PASSAGE GIVEN:
--- --- ---

Let’s Talk About Food!

Common theory is that college students will gain the most weight during their freshman year. The dreaded freshman 15 has turned into the stuff of legend. What most people don’t realize is that studying abroad is an even more prime time to gain weight. Due to the delicious food, lack of exercise and often increased alcohol consumption (we are of legal drinking age after all), it should not be surprising to gain extra pounds.

The typical Argentine diet has not done me any favors. It is rich in meat, cheese, and french fries, which are all delicious, but high in fat. Dessert is huge as well. Argentines love Alfajores (sugar cookies with dulce de leche and coconut flakes) and Chocotorta (layered cookies and dulce de leche). Predictably, my sugar and fat consumption has increased. I justified this by walking a lot. However, I got to a point where I had less energy and just felt gross. I started eating fruit for breakfast and some form of vegetable for lunch and dinner. My host family has been great about including vegetables in our meals.

Ironically, the times I ate the healthiest was when I traveled. My friends and I all craved vegetables, so we sought out places where this was possible. We had the best food when we cooked ourselves. One night, we ate spinach gnocchi with homemade tomato sauce, spinach and asparagus. Another night, we made falafel with Israeli salad. The final night, we made veggie burgers with charred cauliflower. This was probably the most delicious. I have included the recipe below.

Diet is difficult to navigate abroad. You want to try everything, but at the same time, it’s important to maintain a balanced diet. I personally think it’s important and okay to cut yourself some slack and allow yourself to occasionally indulge.

Veggie Burgers

  • 2 cans of garbanzo beans
  • 1 can of lentils
  • 1 onion
  • 2-3 cloves of garlic
  • 1-2 teaspoons of lemon juice
  •  Parsley
  • Cumin/curry powder
  •  Salt
  • Pepper
  • 1 cup of oats
  1. Boil garbanzo bean and lentils until soft. Drain and mash immediately. Burgers will stick better.

--- --- ---

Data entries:
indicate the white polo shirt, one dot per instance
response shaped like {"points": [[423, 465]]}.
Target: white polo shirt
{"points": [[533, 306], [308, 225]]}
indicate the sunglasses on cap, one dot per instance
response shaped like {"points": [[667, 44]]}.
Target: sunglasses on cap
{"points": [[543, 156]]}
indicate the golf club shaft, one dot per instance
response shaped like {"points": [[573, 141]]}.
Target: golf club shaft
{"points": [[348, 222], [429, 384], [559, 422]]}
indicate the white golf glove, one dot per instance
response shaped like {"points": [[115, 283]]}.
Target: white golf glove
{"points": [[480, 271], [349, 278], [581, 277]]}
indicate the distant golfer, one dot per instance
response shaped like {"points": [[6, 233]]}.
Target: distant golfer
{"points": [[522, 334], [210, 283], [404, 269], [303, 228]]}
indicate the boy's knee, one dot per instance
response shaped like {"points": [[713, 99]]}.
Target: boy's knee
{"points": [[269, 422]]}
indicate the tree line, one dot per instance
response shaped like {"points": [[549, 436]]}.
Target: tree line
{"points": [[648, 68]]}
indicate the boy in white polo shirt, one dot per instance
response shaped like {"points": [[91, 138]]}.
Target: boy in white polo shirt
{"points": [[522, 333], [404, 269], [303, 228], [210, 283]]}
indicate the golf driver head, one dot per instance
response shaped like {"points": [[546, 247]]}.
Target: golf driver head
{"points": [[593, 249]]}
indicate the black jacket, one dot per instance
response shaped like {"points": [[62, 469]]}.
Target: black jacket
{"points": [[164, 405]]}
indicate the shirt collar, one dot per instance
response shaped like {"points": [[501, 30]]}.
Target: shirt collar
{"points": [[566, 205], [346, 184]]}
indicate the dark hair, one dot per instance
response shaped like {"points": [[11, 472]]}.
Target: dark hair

--- --- ---

WHAT YOU NEED TO DO:
Quote the post about food while studying abroad from "Common theory is" up to and including "gain extra pounds.". The records have no connection to the post about food while studying abroad.

FULL OUTPUT:
Common theory is that college students will gain the most weight during their freshman year. The dreaded freshman 15 has turned into the stuff of legend. What most people don’t realize is that studying abroad is an even more prime time to gain weight. Due to the delicious food, lack of exercise and often increased alcohol consumption (we are of legal drinking age after all), it should not be surprising to gain extra pounds.